▶ _Prompt_: Extract every row below and reproduce each of its lines verbatim, with no changes.

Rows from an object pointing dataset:
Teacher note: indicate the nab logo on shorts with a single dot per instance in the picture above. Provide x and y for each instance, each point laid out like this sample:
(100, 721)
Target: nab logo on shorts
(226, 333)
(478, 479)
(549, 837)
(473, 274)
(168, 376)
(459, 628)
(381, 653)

▶ _Exercise answer_:
Teacher note: indicate the nab logo on shorts with a single dot per instance in the picture above. Provide x and y for each instance, each point laid out like this sample:
(100, 721)
Target: nab logo on shorts
(226, 333)
(478, 479)
(549, 837)
(473, 274)
(168, 376)
(459, 628)
(381, 653)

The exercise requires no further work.